§ **Informations extraites**:
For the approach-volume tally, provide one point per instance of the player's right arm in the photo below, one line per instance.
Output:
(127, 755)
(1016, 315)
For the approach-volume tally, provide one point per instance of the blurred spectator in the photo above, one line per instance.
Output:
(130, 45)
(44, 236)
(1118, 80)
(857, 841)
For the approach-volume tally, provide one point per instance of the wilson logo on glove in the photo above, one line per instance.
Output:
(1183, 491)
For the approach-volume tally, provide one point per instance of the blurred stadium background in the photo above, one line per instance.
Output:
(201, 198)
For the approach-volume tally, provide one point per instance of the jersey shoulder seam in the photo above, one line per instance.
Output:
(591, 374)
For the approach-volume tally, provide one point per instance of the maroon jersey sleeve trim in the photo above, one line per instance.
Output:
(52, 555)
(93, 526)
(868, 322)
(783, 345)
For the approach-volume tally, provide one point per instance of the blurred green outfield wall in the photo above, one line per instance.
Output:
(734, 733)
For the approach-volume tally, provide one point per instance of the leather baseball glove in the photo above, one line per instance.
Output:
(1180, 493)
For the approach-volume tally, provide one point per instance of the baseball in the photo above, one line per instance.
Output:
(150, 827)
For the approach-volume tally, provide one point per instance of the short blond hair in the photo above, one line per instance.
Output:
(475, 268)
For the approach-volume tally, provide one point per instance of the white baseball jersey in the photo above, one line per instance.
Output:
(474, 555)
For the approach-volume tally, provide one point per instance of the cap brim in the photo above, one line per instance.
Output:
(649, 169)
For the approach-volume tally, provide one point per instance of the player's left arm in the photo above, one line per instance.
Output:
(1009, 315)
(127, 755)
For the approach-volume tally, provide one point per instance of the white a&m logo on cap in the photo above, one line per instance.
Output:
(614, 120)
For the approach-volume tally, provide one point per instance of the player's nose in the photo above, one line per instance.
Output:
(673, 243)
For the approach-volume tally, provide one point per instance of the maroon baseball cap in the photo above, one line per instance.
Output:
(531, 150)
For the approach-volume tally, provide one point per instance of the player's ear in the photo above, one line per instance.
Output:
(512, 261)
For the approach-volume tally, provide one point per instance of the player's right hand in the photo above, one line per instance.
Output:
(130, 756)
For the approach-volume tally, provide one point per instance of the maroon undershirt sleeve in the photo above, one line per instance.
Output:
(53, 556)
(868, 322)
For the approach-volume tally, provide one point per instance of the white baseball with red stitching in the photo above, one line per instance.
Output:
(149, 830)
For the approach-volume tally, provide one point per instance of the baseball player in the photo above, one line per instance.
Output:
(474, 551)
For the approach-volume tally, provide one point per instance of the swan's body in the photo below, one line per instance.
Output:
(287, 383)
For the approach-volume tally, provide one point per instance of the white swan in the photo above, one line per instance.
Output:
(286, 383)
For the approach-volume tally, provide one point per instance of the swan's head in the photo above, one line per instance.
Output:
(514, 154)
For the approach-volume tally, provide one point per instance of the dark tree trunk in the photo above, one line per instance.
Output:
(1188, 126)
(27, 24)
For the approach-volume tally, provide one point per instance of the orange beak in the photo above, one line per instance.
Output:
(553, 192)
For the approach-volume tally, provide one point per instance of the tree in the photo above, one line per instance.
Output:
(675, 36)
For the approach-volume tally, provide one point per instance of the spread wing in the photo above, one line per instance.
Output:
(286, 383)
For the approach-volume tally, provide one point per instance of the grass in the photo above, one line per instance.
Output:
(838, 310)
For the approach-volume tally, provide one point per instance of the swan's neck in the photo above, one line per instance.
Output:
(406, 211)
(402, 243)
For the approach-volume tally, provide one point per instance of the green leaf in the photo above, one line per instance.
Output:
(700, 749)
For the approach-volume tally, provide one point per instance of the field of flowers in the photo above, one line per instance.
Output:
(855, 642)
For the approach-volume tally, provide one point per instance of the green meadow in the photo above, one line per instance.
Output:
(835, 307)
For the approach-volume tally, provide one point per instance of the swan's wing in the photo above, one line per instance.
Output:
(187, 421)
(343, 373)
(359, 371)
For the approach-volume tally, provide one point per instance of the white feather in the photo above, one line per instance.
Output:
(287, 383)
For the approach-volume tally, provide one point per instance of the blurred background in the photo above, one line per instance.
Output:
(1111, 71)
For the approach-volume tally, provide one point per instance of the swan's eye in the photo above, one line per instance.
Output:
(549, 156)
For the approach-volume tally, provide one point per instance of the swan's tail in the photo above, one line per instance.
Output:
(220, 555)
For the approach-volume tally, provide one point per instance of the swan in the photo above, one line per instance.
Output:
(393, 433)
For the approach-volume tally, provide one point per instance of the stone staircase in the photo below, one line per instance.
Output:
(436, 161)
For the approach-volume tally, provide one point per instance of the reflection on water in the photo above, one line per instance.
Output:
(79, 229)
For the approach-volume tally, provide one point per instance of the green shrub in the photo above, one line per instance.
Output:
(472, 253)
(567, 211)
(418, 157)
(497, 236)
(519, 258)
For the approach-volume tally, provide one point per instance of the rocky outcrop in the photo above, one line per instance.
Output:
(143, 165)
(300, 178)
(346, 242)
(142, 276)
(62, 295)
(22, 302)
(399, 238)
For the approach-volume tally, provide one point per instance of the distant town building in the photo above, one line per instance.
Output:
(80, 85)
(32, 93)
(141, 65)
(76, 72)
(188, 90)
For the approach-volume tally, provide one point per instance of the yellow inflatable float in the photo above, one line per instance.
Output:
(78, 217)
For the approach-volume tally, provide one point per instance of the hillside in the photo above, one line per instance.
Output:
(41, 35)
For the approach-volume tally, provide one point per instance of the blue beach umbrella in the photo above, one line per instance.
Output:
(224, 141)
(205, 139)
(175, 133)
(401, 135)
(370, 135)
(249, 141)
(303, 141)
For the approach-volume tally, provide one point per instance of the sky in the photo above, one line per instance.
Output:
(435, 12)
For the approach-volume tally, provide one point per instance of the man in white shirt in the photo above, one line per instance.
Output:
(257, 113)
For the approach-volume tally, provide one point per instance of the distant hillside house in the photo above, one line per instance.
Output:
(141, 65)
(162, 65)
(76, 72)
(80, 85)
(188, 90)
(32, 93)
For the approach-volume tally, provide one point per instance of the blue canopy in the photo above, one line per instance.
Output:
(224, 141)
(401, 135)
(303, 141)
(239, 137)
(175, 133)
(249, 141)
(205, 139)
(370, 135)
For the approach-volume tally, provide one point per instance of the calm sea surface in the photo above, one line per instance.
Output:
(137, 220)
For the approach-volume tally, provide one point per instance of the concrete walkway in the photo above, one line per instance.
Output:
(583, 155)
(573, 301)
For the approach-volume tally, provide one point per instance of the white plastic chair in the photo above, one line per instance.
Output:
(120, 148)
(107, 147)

§ **Consignes de la tâche**:
Restituez à l'identique l'ensemble des lignes ci-dessus.

§ **Corrigé**:
For the approach-volume tally, provide one point per instance of the player's right arm in the photo below, one line per instance.
Output:
(127, 755)
(1016, 315)
For the approach-volume tally, provide one point per instance of the blurred spectator in the photo above, one line per instance.
Output:
(130, 45)
(44, 236)
(1118, 80)
(857, 841)
For the approach-volume tally, provide one point per instance of the wilson logo on glove in the photo above, one line per instance.
Output:
(1183, 491)
For the approach-volume tally, provide one point per instance of the blurred stadium background in the photo above, one line per instance.
Output:
(201, 198)
For the approach-volume tally, provide one point per instance of the jersey shoulder seam in the photo above, one line per instance.
Output:
(591, 374)
For the approach-volume tally, provide one point per instance of the maroon jersey sleeve trim in the photo above, one line per instance.
Output:
(52, 555)
(93, 526)
(868, 322)
(783, 345)
For the approach-volume tally, provide one point per instance of the blurred green outfield wall in the photo above, one line per instance.
Output:
(734, 733)
For the approach-volume tally, provide one point per instance of the leather baseball glove in the photo above, one line per instance.
Output:
(1180, 493)
For the approach-volume tally, provide one point per instance of the baseball in the photo above, one line per instance.
Output:
(150, 827)
For the approach-volume tally, provide one point per instance of the short blond hair in the photo above, one line per instance.
Output:
(475, 268)
For the approach-volume tally, provide one point per instance of the white baseball jersey in the photo above, one line per instance.
Output:
(474, 555)
For the approach-volume tally, provide one point per instance of the cap brim in the photo above, one line per instance.
Output:
(649, 169)
For the approach-volume tally, provide one point per instance of the player's left arm in the photo above, one line per instance.
Output:
(1009, 315)
(127, 755)
For the approach-volume tally, provide one point per instance of the white a&m logo on cap in the photo above, one line per instance.
Output:
(614, 120)
For the approach-volume tally, provide one point per instance of the player's nose in the photo above, one line per instance.
Output:
(673, 243)
For the approach-volume tally, provide one point per instance of the maroon baseball cap in the photo above, one line per instance.
Output:
(531, 150)
For the approach-volume tally, provide one point per instance of the player's ear in the photo above, one line per instance.
Output:
(512, 261)
For the approach-volume tally, provide one point per instance of the player's right hand in the photo above, one line per instance.
Output:
(130, 756)
For the approach-volume tally, provide one point per instance of the maroon undershirt sleeve in the photo above, one line per instance.
Output:
(53, 556)
(868, 322)
For the approach-volume tally, provide one point per instance of the white baseball with red stitching in the photo above, one line per instance.
Output:
(149, 830)
For the approach-volume tally, provide one point per instance of the baseball player in the photo above, one line per instance.
Output:
(474, 551)
For the approach-volume tally, provide one point per instance of the swan's body in the photo below, one line per instance.
Output:
(287, 383)
For the approach-volume tally, provide one point per instance of the white swan in the photo above, one line per instance.
Output:
(286, 383)
For the approach-volume tally, provide one point per instance of the swan's head in the photo above, one line per instance.
Output:
(514, 154)
For the approach-volume tally, provide one point per instance of the dark tree trunk in the photo above, one line per instance.
Output:
(1188, 126)
(27, 24)
For the approach-volume tally, provide one point per instance of the orange beak in the photo above, one line per instance.
Output:
(553, 192)
For the approach-volume tally, provide one point per instance of the tree in the photo above, one line per instance.
Output:
(675, 36)
For the approach-volume tally, provide one point per instance of the spread wing in the photo above, one line per instance.
Output:
(286, 383)
For the approach-volume tally, provide one point per instance of the grass in the photo above, one line per instance.
Output:
(838, 310)
For the approach-volume tally, provide one point per instance of the swan's neck in the photo above, one line per instance.
Output:
(406, 211)
(402, 243)
For the approach-volume tally, provide one point per instance of the green leaf in the photo above, one line per instance.
Output:
(700, 749)
For the approach-volume tally, provide one point per instance of the field of flowers in the photo above, one line per instance.
Output:
(855, 642)
For the approach-volume tally, provide one point per instance of the green meadow in the photo above, one line per instance.
Output:
(835, 307)
For the approach-volume tally, provide one point per instance of the swan's wing in the photo above, one line per instance.
Output:
(187, 421)
(343, 373)
(359, 371)
For the approach-volume tally, provide one point per instance of the white feather in the photo above, one line per instance.
Output:
(287, 383)
For the approach-volume tally, provide one point per instance of the blurred background in the photo above, one line per instance.
Output:
(1111, 71)
For the approach-volume tally, provide one point per instance of the swan's eye in the photo above, one line per instance.
Output:
(549, 156)
For the approach-volume tally, provide one point per instance of the swan's tail in the photo above, one line per instance.
Output:
(220, 555)
For the approach-volume tally, provide one point per instance of the swan in the photo above, one line per instance.
Output:
(393, 433)
For the approach-volume tally, provide one point per instance of the stone staircase in the photo below, one line per instance.
Output:
(436, 161)
For the approach-volume tally, provide one point per instance of the reflection on water in the photo above, one line per instance.
Output:
(79, 229)
For the approach-volume tally, provide one point per instance of the green shrub in the photo above, one line per instance.
Output:
(472, 253)
(567, 211)
(418, 157)
(497, 236)
(519, 258)
For the approach-volume tally, provide one point per instance of the rocky outcrop in the photo above, one line per instance.
Output:
(143, 165)
(300, 178)
(346, 242)
(142, 276)
(62, 295)
(22, 302)
(399, 238)
For the approach-volume tally, provide one point per instance of the distant town building in the photo above, one line per instance.
Output:
(80, 85)
(32, 93)
(141, 65)
(76, 72)
(188, 90)
For the approach-volume tally, provide one point per instance of the yellow inflatable float in the photo above, one line per instance.
Output:
(78, 217)
For the approach-volume tally, provide one point per instance of the hillside in the photo above, one line per instance.
Output:
(41, 35)
For the approach-volume tally, provide one point per instance of the blue beach umbrella in the photo above, one line per instance.
Output:
(224, 141)
(205, 139)
(175, 133)
(401, 135)
(370, 135)
(249, 141)
(303, 141)
For the approach-volume tally, provide one point per instance of the sky in the photo above, one line per instance.
Output:
(435, 12)
For the approach-volume tally, provide one point per instance of the man in white shirt in the photo above, one line per instance.
Output:
(257, 113)
For the approach-volume tally, provide one point per instance of the distant hillside house in the photo above, one line per instance.
Output:
(141, 65)
(162, 65)
(76, 72)
(80, 85)
(188, 90)
(32, 93)
For the approach-volume tally, provide one point per instance of the blue canopy in the photo above, one line per instance.
Output:
(224, 141)
(401, 135)
(303, 141)
(239, 137)
(175, 133)
(249, 141)
(205, 139)
(370, 135)
For the approach-volume tally, provide one point per instance of the calm sea surface in the photo above, one line per instance.
Output:
(137, 220)
For the approach-volume tally, provide one point per instance of the concrete walkway in the photo above, one line per instance.
Output:
(583, 155)
(573, 301)
For the approach-volume tally, provide one point per instance of the white plastic chair in the photo above, one line per instance.
Output:
(120, 148)
(107, 147)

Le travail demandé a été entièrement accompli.